Written instruction> Reproduce all of the records below, substituting "identified object" for every occurrence of "detected instance" and leaving all other text unchanged.

— Begin —

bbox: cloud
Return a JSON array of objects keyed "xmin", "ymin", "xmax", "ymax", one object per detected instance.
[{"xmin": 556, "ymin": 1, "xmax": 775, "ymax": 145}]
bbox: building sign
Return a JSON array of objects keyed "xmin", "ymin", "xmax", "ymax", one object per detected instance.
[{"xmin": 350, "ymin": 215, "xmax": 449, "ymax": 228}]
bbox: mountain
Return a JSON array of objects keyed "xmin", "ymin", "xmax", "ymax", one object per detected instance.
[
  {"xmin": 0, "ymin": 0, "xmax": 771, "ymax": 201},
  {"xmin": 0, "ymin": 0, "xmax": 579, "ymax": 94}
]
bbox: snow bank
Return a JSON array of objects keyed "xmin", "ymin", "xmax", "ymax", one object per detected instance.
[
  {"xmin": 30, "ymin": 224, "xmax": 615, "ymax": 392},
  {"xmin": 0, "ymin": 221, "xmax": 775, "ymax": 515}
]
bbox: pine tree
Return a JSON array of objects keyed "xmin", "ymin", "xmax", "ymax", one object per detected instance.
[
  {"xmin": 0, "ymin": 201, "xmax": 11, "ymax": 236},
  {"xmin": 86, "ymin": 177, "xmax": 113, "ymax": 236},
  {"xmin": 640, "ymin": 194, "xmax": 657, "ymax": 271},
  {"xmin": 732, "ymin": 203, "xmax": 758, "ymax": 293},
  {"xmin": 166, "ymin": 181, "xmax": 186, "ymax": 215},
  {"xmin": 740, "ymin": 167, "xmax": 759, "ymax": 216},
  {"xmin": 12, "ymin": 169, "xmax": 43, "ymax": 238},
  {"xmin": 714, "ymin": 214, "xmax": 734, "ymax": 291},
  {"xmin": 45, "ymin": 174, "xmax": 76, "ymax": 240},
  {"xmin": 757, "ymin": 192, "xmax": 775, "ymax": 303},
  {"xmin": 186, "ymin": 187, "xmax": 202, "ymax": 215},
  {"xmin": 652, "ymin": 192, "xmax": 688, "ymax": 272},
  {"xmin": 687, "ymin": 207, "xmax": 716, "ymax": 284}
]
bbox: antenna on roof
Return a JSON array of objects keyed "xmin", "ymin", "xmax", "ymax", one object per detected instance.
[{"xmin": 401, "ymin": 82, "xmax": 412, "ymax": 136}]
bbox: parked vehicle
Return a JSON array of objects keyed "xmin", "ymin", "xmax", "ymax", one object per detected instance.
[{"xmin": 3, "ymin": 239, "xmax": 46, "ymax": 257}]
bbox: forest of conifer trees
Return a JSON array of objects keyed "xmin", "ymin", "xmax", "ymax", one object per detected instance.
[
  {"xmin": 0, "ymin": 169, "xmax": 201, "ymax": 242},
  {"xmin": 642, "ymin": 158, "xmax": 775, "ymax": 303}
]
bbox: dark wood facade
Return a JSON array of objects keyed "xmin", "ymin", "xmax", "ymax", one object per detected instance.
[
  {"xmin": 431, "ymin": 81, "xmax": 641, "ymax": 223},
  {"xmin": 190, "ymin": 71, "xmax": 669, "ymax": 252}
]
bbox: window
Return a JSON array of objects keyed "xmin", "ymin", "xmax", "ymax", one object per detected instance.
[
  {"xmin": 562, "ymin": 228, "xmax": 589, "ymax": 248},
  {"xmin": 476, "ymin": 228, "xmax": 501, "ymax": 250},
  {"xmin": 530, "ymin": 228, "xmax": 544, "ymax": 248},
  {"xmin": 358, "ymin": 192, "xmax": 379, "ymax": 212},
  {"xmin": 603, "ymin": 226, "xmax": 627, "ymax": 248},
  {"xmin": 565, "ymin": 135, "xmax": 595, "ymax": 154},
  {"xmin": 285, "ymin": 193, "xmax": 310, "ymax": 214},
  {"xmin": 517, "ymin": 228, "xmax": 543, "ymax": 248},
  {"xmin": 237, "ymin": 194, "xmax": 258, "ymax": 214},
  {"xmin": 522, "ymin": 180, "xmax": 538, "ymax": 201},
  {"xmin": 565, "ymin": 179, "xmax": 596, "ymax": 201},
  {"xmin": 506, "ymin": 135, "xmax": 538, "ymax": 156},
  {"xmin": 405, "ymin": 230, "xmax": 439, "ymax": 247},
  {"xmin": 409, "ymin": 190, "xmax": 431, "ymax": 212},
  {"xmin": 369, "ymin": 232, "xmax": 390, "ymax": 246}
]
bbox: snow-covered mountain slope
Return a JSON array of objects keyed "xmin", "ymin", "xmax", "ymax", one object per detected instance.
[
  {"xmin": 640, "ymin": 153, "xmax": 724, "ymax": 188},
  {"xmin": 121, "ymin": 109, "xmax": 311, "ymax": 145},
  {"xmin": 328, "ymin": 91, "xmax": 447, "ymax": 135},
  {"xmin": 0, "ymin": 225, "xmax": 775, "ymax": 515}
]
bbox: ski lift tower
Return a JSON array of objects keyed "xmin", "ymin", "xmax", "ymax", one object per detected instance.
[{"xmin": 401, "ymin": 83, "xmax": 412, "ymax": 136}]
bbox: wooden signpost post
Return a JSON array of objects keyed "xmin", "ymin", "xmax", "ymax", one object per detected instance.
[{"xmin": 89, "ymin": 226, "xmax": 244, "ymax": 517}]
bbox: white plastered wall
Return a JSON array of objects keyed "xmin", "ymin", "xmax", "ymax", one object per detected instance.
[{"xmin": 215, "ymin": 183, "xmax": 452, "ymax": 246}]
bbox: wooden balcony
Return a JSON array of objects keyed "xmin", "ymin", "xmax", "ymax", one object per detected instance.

— End —

Response for this exercise>
bbox: cloud
Return a JSON array of objects keyed "xmin", "ymin", "xmax", "ymax", one object per identified object.
[{"xmin": 556, "ymin": 1, "xmax": 775, "ymax": 145}]
bbox: building sign
Return a JSON array of objects keyed "xmin", "ymin", "xmax", "ymax", one object per identified object.
[{"xmin": 350, "ymin": 215, "xmax": 449, "ymax": 228}]
bbox: mountain
Return a JSON array of objects keyed "xmin", "ymin", "xmax", "ymax", one object per identified object.
[
  {"xmin": 0, "ymin": 0, "xmax": 771, "ymax": 201},
  {"xmin": 0, "ymin": 0, "xmax": 579, "ymax": 94}
]
bbox: snow bank
Return a JSON array of objects keyed "xmin", "ymin", "xmax", "ymax", one object per identified object.
[
  {"xmin": 30, "ymin": 224, "xmax": 615, "ymax": 392},
  {"xmin": 0, "ymin": 221, "xmax": 775, "ymax": 515}
]
bbox: pine tree
Return a JSON array of objects keyed "xmin", "ymin", "xmax", "ymax", one object per identified object.
[
  {"xmin": 0, "ymin": 201, "xmax": 11, "ymax": 236},
  {"xmin": 86, "ymin": 177, "xmax": 113, "ymax": 236},
  {"xmin": 640, "ymin": 194, "xmax": 657, "ymax": 271},
  {"xmin": 732, "ymin": 203, "xmax": 758, "ymax": 293},
  {"xmin": 166, "ymin": 181, "xmax": 186, "ymax": 215},
  {"xmin": 740, "ymin": 167, "xmax": 759, "ymax": 216},
  {"xmin": 12, "ymin": 169, "xmax": 43, "ymax": 238},
  {"xmin": 714, "ymin": 214, "xmax": 734, "ymax": 291},
  {"xmin": 45, "ymin": 174, "xmax": 76, "ymax": 240},
  {"xmin": 757, "ymin": 192, "xmax": 775, "ymax": 303},
  {"xmin": 186, "ymin": 187, "xmax": 202, "ymax": 215},
  {"xmin": 652, "ymin": 192, "xmax": 688, "ymax": 272},
  {"xmin": 687, "ymin": 207, "xmax": 716, "ymax": 284}
]
bbox: antenna on roof
Return a JSON array of objects keyed "xmin", "ymin", "xmax", "ymax", one object per identified object.
[{"xmin": 401, "ymin": 82, "xmax": 412, "ymax": 136}]
bbox: parked vehicle
Return a JSON array of objects keyed "xmin", "ymin", "xmax", "ymax", one object per identified object.
[{"xmin": 3, "ymin": 239, "xmax": 46, "ymax": 257}]
bbox: forest of conifer trees
Return a JSON array of objects keyed "xmin", "ymin", "xmax", "ymax", one object per identified object.
[
  {"xmin": 0, "ymin": 169, "xmax": 201, "ymax": 242},
  {"xmin": 642, "ymin": 158, "xmax": 775, "ymax": 303}
]
bbox: dark wood facade
Return a JSON array of objects keyed "xmin", "ymin", "xmax", "ymax", one object per identified object.
[
  {"xmin": 431, "ymin": 81, "xmax": 641, "ymax": 223},
  {"xmin": 190, "ymin": 71, "xmax": 669, "ymax": 252}
]
bbox: window
Return a JSON array of objects keyed "xmin", "ymin", "xmax", "ymax", one object per identified object.
[
  {"xmin": 562, "ymin": 228, "xmax": 589, "ymax": 248},
  {"xmin": 476, "ymin": 228, "xmax": 501, "ymax": 250},
  {"xmin": 530, "ymin": 228, "xmax": 544, "ymax": 248},
  {"xmin": 358, "ymin": 192, "xmax": 379, "ymax": 212},
  {"xmin": 603, "ymin": 226, "xmax": 627, "ymax": 248},
  {"xmin": 565, "ymin": 135, "xmax": 595, "ymax": 154},
  {"xmin": 285, "ymin": 193, "xmax": 310, "ymax": 214},
  {"xmin": 517, "ymin": 228, "xmax": 543, "ymax": 248},
  {"xmin": 237, "ymin": 194, "xmax": 258, "ymax": 214},
  {"xmin": 522, "ymin": 180, "xmax": 538, "ymax": 201},
  {"xmin": 565, "ymin": 179, "xmax": 596, "ymax": 201},
  {"xmin": 506, "ymin": 135, "xmax": 538, "ymax": 156},
  {"xmin": 405, "ymin": 230, "xmax": 439, "ymax": 247},
  {"xmin": 409, "ymin": 190, "xmax": 431, "ymax": 212},
  {"xmin": 369, "ymin": 232, "xmax": 390, "ymax": 246}
]
bbox: snow-covered mountain slope
Return a JSON array of objects keyed "xmin", "ymin", "xmax", "ymax", one object per identified object.
[
  {"xmin": 640, "ymin": 153, "xmax": 724, "ymax": 188},
  {"xmin": 121, "ymin": 109, "xmax": 311, "ymax": 145},
  {"xmin": 328, "ymin": 91, "xmax": 447, "ymax": 135},
  {"xmin": 0, "ymin": 225, "xmax": 775, "ymax": 515}
]
bbox: ski lift tower
Return a JSON array of objects keyed "xmin", "ymin", "xmax", "ymax", one object per identified object.
[{"xmin": 401, "ymin": 83, "xmax": 412, "ymax": 136}]
bbox: wooden signpost post
Return a JSON array of objects keyed "xmin", "ymin", "xmax", "ymax", one object per identified object.
[{"xmin": 89, "ymin": 226, "xmax": 244, "ymax": 517}]
bbox: white plastered wall
Return a JSON array of objects keyed "xmin", "ymin", "xmax", "ymax", one object per identified object.
[{"xmin": 215, "ymin": 183, "xmax": 452, "ymax": 246}]
bbox: wooden balcony
Return a JSON array of objects keyed "xmin", "ymin", "xmax", "ymax", one object per identified object.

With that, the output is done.